SOURCE EXTRACT -
Single by Fishbone

from the album Truth and Soul
- Released: 1989
- Recorded: 1987 & 1988 at Sunset Sound Factory in Hollywood, California
- Length: 3:22
- Label: Columbia
- Songwriters: Kendall Jones; Angelo Moore;
- Producer: David Kahne

Fishbone singles chronology
| "Freddie's Dead" (1988) | "Ma and Pa" (1989) | "Fight the Youth" (1991) |

Music video
- "Ma and Pa" on YouTube

= Ma and Pa =

"Ma and Pa" is a song by American ska and funk metal band Fishbone. It was the second single released from the album Truth and Soul. The song only managed to chart in the UK, but remains a fan favorite and a staple of the band's live shows to the present day.

==Lyrical content==
The song's upbeat ska-based melody stands in direct contrast to its stark lyrical content which relates the story of a married couple's divorce difficulties as they fight for custody over their daughter. The song's lyrics are narrated by singer Angelo Moore from the point of view of an older brother in the troubled family who witnesses his sister's difficult position in the parents' fierce legal battle. The lyrics lament the girl's feelings at being caught in the middle of the divorce and berates the insensitive parents for not noticing her feelings. The chorus repeats the line "Hey Ma and Pa/What the hell is wrong with y'all." In a refrain which occasionally follows the main chorus, Angelo Moore sings the line "Why don't y'all get your shit/together" by coughing instead of saying the word "shit", effectively self-censoring the song's strongest profanity.

PROBLEMS AND TASKS -
1. Using the text on the song "Ma and Pa," list every Fishbone single named in the singles chronology, along with the year given for each.
2. Carry on writing the text about the song "Ma and Pa," beginning after its final sentence.
The entries that follow come from a separate source, not from the text about the song.

RAW DATA -
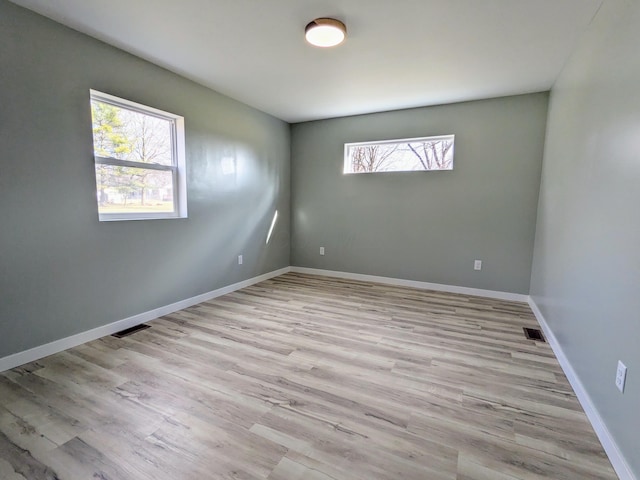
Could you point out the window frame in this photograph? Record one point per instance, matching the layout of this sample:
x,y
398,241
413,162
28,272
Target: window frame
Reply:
x,y
177,167
346,170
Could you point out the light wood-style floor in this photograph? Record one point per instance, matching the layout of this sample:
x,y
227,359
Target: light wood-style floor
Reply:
x,y
304,377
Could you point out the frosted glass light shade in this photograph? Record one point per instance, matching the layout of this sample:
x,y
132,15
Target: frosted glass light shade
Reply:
x,y
325,32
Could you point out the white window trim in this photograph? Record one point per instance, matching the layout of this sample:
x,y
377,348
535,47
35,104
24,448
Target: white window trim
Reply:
x,y
347,165
179,155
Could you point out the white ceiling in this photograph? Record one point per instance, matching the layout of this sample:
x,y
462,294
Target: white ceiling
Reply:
x,y
398,53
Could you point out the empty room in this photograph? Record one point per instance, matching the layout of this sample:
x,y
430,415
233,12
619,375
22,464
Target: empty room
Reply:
x,y
319,240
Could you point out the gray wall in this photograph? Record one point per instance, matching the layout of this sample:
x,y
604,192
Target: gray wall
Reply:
x,y
586,269
63,272
425,226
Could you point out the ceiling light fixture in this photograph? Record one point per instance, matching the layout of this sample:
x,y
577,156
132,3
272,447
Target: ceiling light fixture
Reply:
x,y
325,32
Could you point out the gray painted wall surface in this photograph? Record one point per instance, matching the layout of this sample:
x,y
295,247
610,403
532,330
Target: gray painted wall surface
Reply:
x,y
425,226
63,272
586,269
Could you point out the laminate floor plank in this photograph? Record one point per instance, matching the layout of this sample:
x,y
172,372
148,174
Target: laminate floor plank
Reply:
x,y
305,377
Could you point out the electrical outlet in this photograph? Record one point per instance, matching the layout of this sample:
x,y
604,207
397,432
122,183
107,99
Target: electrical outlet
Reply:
x,y
621,376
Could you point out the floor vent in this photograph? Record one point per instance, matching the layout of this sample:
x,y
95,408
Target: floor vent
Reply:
x,y
533,334
130,331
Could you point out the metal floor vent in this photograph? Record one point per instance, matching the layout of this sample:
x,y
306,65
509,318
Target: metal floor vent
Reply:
x,y
533,334
130,331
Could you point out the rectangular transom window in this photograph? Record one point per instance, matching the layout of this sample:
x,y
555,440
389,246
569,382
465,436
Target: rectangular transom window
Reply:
x,y
139,156
405,155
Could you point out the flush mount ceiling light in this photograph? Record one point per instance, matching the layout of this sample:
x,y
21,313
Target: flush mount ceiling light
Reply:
x,y
325,32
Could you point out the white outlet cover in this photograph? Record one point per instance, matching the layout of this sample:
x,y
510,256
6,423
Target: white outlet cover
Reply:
x,y
621,376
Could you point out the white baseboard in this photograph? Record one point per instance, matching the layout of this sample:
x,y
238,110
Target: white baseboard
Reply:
x,y
618,461
515,297
56,346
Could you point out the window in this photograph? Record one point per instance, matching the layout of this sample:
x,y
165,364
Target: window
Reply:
x,y
409,154
139,159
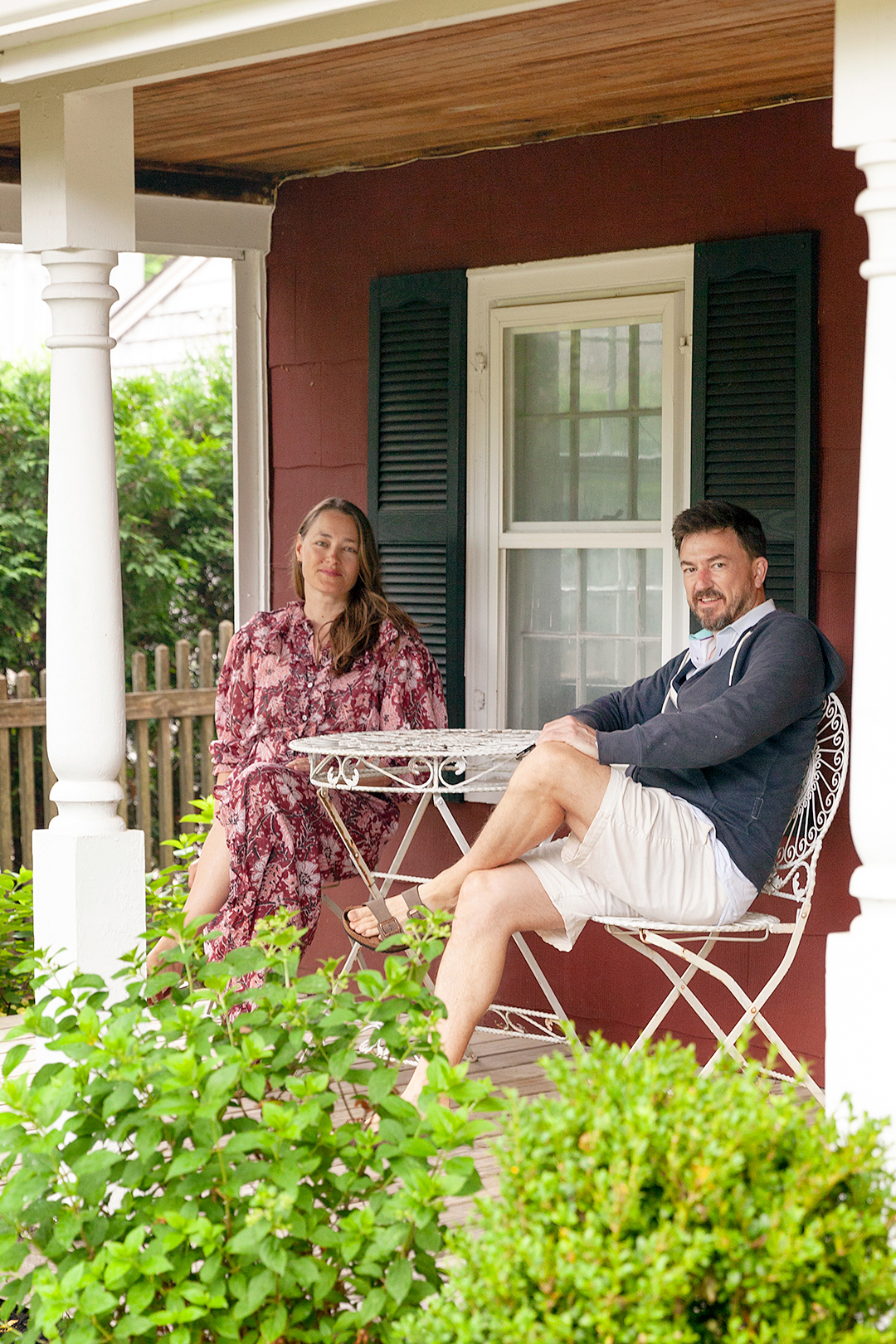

WRITTEN RESPONSES -
1. "Freddie's Dead" (1988), "Ma and Pa" (1989), "Fight the Youth" (1991)

2.
==Music video==
A music video for the song was directed by Mike Lipscombe with lighting designed by Neil Jerram of Failsafe Systems. The video features live footage of Fishbone performing in a small concert venue on South Parade Pier in Southsea, with the studio-produced song synced over the footage. The video features frantic editing and camera movement and includes first-person footage of the camera attached to Walter A. Kibby II's trumpet, Chris Dowd's swinging keyboard mount, and Norwood Fisher's bass. There are also shots of Angelo Moore crowd surfing and an exuberant fan wrestling with stage hands who are trying to remove him from the stage proscenium.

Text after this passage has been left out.